▶ [TASK STATEMENT]: Scale each annotated point coordinate in the data by 1.9, rounding to the nearest whole number with halves rounded up. Reproduce every line of the data with all other text, including the sample format, unchanged, and omit the pictures.

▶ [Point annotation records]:
————
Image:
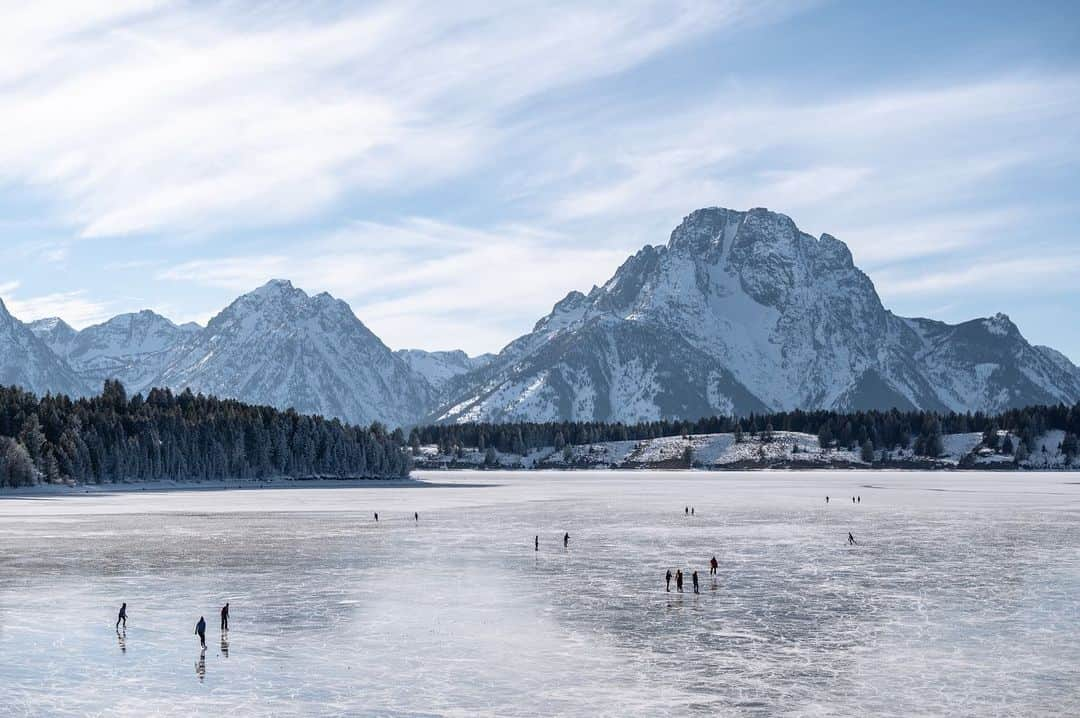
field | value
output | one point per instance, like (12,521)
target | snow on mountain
(27,362)
(278,346)
(134,348)
(440,367)
(742,312)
————
▶ [EXERCISE RESULT]:
Image:
field | value
output | one point per instance, like (12,521)
target | snow on mountain
(51,688)
(528,657)
(255,661)
(836,697)
(1410,593)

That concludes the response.